» **Task goal**: Where does the word "white" show up in the records? Copy every line that holds it.

(Data excerpts)
◇ ◇ ◇
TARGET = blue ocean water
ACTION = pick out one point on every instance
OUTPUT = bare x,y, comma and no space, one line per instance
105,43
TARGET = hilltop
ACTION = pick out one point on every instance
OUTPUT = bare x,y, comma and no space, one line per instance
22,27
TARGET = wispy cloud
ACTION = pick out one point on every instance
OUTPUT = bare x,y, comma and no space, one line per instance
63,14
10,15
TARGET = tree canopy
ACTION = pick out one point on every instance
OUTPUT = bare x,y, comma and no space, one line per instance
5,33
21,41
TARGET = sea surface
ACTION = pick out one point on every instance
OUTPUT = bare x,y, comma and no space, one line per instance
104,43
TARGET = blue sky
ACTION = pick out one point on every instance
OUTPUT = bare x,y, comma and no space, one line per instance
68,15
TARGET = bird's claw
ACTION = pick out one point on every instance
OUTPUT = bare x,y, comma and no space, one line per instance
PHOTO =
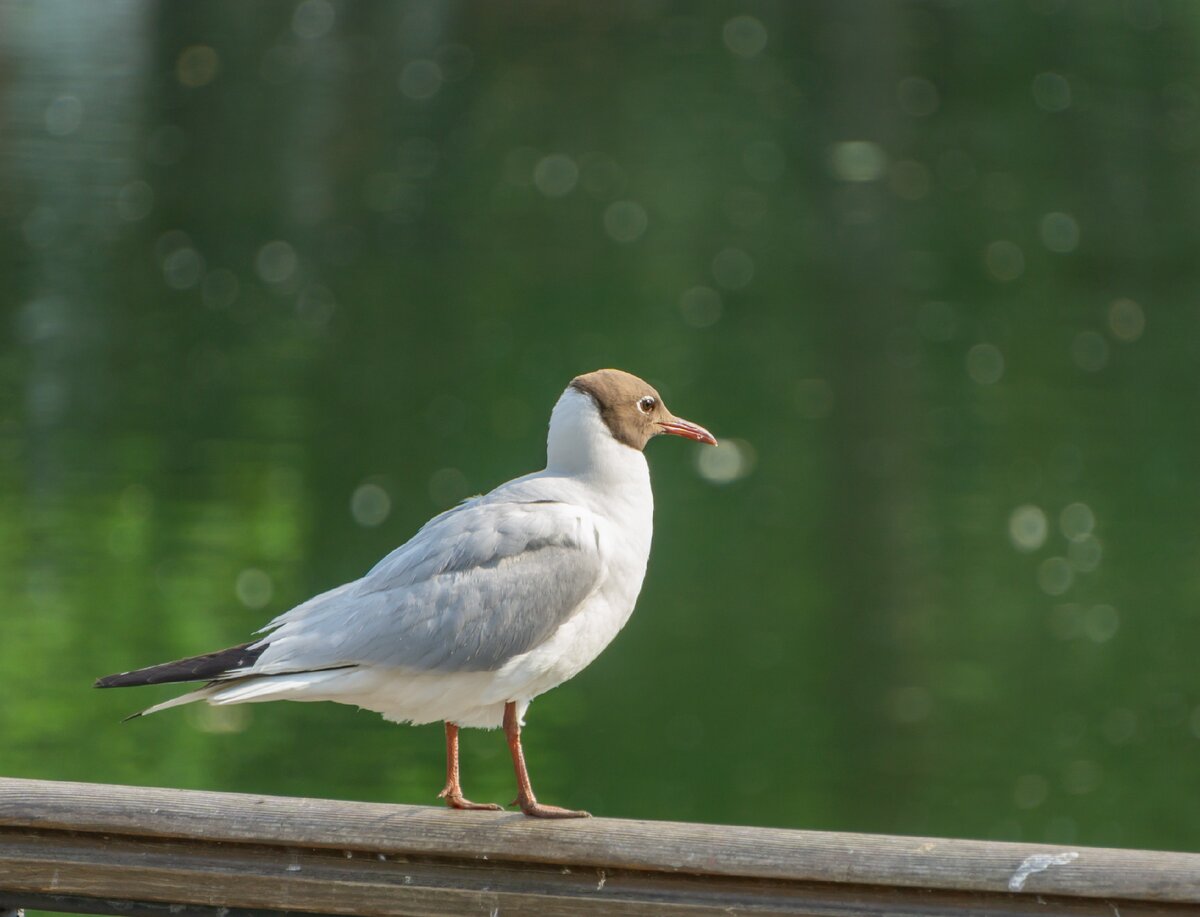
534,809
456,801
◇ ◇ ◇
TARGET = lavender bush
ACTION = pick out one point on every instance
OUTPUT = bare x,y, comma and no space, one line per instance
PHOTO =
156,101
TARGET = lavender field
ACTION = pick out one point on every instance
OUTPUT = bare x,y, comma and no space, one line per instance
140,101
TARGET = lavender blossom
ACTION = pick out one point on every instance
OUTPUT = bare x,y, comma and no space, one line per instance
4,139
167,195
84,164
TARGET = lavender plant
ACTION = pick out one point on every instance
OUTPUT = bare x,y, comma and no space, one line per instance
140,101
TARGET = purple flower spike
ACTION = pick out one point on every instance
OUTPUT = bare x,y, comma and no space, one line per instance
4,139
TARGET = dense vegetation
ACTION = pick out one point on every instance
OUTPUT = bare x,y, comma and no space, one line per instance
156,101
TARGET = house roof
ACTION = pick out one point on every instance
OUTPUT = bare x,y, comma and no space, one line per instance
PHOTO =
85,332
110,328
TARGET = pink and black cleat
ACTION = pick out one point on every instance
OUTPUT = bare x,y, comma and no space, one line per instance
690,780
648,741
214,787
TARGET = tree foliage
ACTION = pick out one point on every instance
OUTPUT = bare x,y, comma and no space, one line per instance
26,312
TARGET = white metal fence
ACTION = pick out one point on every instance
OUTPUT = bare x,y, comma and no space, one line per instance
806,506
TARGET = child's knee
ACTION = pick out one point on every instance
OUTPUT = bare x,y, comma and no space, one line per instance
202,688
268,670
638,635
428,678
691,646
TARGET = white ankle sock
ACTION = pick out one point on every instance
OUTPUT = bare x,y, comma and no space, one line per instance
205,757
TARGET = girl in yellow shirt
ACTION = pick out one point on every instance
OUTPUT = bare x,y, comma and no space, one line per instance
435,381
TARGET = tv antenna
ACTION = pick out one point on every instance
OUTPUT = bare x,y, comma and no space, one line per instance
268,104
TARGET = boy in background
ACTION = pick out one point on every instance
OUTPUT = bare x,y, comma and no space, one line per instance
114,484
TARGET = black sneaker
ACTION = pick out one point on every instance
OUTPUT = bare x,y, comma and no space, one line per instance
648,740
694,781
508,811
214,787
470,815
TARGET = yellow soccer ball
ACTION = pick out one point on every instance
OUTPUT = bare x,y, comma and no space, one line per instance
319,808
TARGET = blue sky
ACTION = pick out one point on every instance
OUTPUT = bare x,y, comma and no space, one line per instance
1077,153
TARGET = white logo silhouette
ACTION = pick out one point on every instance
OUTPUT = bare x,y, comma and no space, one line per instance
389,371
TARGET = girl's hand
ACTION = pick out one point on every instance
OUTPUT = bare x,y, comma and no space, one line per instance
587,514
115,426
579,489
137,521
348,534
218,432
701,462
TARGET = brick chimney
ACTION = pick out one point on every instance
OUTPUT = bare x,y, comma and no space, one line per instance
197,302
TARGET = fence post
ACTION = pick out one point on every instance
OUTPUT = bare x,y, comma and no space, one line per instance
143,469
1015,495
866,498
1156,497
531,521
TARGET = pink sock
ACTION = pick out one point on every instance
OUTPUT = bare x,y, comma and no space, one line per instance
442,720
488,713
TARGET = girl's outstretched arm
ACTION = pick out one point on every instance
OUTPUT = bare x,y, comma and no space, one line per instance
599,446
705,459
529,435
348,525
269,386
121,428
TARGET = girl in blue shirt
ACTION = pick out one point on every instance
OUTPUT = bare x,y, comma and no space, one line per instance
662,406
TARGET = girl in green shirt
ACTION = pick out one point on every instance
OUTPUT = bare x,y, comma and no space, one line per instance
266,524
◇ ◇ ◇
» **Solution for this problem**:
TARGET = white metal fence
TARGET = white ankle sock
TARGET = white logo silhouette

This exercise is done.